• _Set of tasks_
[A] In the reinforcement learning summary, what is the only thing that distinguishes episodic tasks from continuing tasks?
[B] Retype the part of the reinforcement learning summary that opens with the words containing "Decouple the environment" and closes with "states are needed.".

Reinforcement learning tasks are typically specified as Markov decision processes (MDPs), but standard formalisms tightly couple environment dynamics with the learning objective. This coupling complicates the task specification, obfuscates connections between settings such as episodic versus continuing problems, and forces separate convergence proofs and algorithmic variants. Successive generalizations — options, state-based discounts, interest functions, general value functions — have multiplied terminology without yielding a unified treatment.

Key idea

Decouple the environment dynamics from the task by introducing the RL task tuple (P, r, γ, i) defined on top of an MDP (S, A, Pr), where γ : S × A × S → [0, 1] is a transition-based discount function rather than a state-based scalar. With this single change:

  • Episodic and continuing tasks differ only in γ — no absorbing or hypothetical states are needed.
  • The options framework (π, β, I) collapses to an RL task with γ(s, a, s') = 1 − β(s') and i(s) = 1[s ∈ I].
  • General value functions, hard termination, and soft termination (γ set to small ε > 0 rather than 0) all express as choices of γ.
  • Bellman contraction bounds extend uniformly to both episodic and continuing tasks via the matrix P_{π,γ}(s, s') = Σ_a π(s, a) Pr(s, a, s') γ(s, a, s'), with previous constant-γ and state-γ results recovered as special cases.

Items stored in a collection
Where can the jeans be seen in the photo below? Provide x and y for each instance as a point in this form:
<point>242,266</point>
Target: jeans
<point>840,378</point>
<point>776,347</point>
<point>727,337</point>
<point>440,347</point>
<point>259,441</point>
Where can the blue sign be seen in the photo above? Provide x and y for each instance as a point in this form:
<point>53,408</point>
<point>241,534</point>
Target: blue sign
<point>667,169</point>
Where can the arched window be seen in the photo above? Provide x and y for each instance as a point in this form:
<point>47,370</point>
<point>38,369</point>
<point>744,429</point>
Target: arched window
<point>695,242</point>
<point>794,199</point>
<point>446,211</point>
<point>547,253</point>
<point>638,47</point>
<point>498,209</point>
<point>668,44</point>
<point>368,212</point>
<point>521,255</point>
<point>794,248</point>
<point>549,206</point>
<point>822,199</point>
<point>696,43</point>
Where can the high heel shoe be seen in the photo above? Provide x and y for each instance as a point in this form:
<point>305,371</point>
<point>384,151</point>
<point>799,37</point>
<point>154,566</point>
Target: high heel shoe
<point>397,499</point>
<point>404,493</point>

• _Responses for each task_
[A] They differ only in the discount function γ.

[B]
Decouple the environment dynamics from the task by introducing the RL task tuple (P, r, γ, i) defined on top of an MDP (S, A, Pr), where γ : S × A × S → [0, 1] is a transition-based discount function rather than a state-based scalar. With this single change:

  • Episodic and continuing tasks differ only in γ — no absorbing or hypothetical states are needed.